* BEGIN Data for the task *

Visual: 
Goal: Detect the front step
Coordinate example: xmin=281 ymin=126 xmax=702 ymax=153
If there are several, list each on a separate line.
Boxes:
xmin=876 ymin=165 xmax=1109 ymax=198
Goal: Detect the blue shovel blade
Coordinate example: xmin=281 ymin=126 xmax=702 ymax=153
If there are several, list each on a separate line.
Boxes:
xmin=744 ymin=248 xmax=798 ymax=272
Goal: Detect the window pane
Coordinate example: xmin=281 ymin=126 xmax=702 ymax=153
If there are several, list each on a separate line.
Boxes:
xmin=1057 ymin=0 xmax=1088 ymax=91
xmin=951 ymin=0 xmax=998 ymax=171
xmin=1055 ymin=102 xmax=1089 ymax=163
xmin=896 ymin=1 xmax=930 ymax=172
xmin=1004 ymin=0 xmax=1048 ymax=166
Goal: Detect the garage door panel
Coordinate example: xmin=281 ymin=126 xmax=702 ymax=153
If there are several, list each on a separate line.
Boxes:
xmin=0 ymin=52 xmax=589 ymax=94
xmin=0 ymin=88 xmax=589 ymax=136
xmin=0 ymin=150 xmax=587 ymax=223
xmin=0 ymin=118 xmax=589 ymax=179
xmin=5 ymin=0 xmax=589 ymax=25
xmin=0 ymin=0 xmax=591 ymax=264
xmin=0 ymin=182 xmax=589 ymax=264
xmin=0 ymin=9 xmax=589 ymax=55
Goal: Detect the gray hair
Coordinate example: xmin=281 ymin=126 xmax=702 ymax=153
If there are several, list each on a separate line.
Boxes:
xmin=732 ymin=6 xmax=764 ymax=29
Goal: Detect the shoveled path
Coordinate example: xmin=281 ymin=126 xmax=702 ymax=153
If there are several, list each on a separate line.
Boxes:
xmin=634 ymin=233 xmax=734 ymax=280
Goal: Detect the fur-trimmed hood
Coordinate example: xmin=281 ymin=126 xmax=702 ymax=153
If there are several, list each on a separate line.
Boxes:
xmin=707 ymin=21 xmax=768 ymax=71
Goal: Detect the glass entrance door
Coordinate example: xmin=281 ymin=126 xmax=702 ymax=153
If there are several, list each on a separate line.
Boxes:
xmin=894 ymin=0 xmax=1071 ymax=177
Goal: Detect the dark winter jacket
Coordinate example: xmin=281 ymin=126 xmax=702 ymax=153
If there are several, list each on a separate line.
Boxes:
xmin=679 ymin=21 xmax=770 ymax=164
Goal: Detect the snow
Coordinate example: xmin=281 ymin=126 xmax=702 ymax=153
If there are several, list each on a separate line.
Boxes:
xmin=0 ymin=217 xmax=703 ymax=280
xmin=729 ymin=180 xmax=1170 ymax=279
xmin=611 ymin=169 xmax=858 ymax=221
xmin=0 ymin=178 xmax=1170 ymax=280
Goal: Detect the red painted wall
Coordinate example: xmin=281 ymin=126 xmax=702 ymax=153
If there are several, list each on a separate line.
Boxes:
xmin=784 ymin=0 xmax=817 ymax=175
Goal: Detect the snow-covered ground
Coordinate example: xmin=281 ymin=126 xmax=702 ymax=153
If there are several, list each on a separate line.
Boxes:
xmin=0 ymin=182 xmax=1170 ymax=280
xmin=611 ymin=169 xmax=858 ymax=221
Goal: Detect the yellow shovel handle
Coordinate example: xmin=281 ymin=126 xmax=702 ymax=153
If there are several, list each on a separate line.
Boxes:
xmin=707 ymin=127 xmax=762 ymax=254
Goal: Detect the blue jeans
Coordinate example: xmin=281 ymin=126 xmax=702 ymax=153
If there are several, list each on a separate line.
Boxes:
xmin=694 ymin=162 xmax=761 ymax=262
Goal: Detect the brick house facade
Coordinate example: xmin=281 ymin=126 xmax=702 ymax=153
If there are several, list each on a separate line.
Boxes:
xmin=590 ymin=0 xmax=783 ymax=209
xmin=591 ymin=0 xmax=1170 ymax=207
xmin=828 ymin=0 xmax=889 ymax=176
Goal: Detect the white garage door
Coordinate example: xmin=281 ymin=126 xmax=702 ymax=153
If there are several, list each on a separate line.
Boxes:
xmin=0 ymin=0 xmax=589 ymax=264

* END Data for the task *

Exercise goal -
Please reproduce every entry above with "Detect" replaced by "Locate" throughout, changing nothing else.

Output -
Visual: 
Goal: Locate the front step
Coordinate example: xmin=281 ymin=126 xmax=702 ymax=153
If there are several, list each on a separate line.
Boxes:
xmin=876 ymin=165 xmax=1109 ymax=198
Goal: Locate the blue shovel blade
Coordinate example: xmin=281 ymin=126 xmax=702 ymax=153
If there are several, list each on a separate line.
Boxes:
xmin=744 ymin=248 xmax=798 ymax=272
Goal: Locate the window pane
Coordinate example: xmin=281 ymin=126 xmax=702 ymax=153
If there are several, list each on a separate line.
Boxes:
xmin=1057 ymin=0 xmax=1088 ymax=91
xmin=951 ymin=0 xmax=998 ymax=171
xmin=1055 ymin=102 xmax=1089 ymax=163
xmin=896 ymin=1 xmax=930 ymax=172
xmin=1004 ymin=0 xmax=1048 ymax=166
Goal: Locate the garage door panel
Coordinate example: xmin=281 ymin=126 xmax=702 ymax=153
If there are several, list each on a separate line.
Boxes:
xmin=0 ymin=52 xmax=589 ymax=94
xmin=0 ymin=88 xmax=589 ymax=136
xmin=0 ymin=150 xmax=587 ymax=223
xmin=0 ymin=118 xmax=589 ymax=179
xmin=5 ymin=0 xmax=589 ymax=25
xmin=0 ymin=0 xmax=591 ymax=264
xmin=0 ymin=182 xmax=589 ymax=264
xmin=0 ymin=9 xmax=589 ymax=55
Goal: Locate the gray hair
Coordinate example: xmin=281 ymin=126 xmax=702 ymax=153
If there are several, list each on a separate line.
Boxes:
xmin=732 ymin=6 xmax=764 ymax=29
Goal: Locate the shoveled path
Coordinate example: xmin=281 ymin=126 xmax=702 ymax=153
If there are several, list each on a separate line.
Boxes:
xmin=634 ymin=233 xmax=734 ymax=280
Goal: Locate the fur-trimmed hood
Coordinate example: xmin=281 ymin=126 xmax=702 ymax=153
If there are several, list each on a separate line.
Boxes:
xmin=707 ymin=21 xmax=768 ymax=71
Goal: Locate the glass entrance door
Coordinate example: xmin=281 ymin=126 xmax=702 ymax=153
If there are several, list each on a separate line.
Boxes:
xmin=894 ymin=0 xmax=1071 ymax=177
Goal: Locate the dark winter jacket
Coordinate example: xmin=281 ymin=126 xmax=702 ymax=153
If there are several, list each on a separate line.
Boxes:
xmin=679 ymin=21 xmax=770 ymax=164
Goal: Locate the snow
Coordinate example: xmin=281 ymin=126 xmax=702 ymax=153
If there are several, list each on a separate line.
Boxes:
xmin=0 ymin=217 xmax=703 ymax=280
xmin=729 ymin=180 xmax=1170 ymax=279
xmin=611 ymin=169 xmax=858 ymax=221
xmin=0 ymin=178 xmax=1170 ymax=280
Goal: Locate the red painted wall
Coordinate example: xmin=281 ymin=126 xmax=702 ymax=153
If there are several, list each on a separate line.
Boxes:
xmin=784 ymin=0 xmax=817 ymax=175
Goal: Locate the snow-covered ground
Coordinate example: xmin=281 ymin=126 xmax=702 ymax=153
If there are several, list each on a separate line.
Boxes:
xmin=0 ymin=182 xmax=1170 ymax=280
xmin=611 ymin=169 xmax=858 ymax=221
Goal: Locate the yellow shovel handle
Coordinate example: xmin=281 ymin=126 xmax=702 ymax=153
If there are several, list each on a separate line.
Boxes:
xmin=707 ymin=127 xmax=762 ymax=254
Goal: Locate the blue jeans
Coordinate example: xmin=281 ymin=126 xmax=702 ymax=153
If there are several, list each on a separate line.
Boxes:
xmin=694 ymin=162 xmax=761 ymax=262
Goal: Locate the brick house facade
Coordinate example: xmin=281 ymin=126 xmax=702 ymax=153
If there are several, list each on a separate line.
Boxes:
xmin=590 ymin=0 xmax=783 ymax=209
xmin=591 ymin=0 xmax=1170 ymax=207
xmin=828 ymin=0 xmax=889 ymax=176
Goal: Locate the white garage door
Coordinate example: xmin=281 ymin=126 xmax=702 ymax=153
If there are several, list each on a separate line.
Boxes:
xmin=0 ymin=0 xmax=589 ymax=264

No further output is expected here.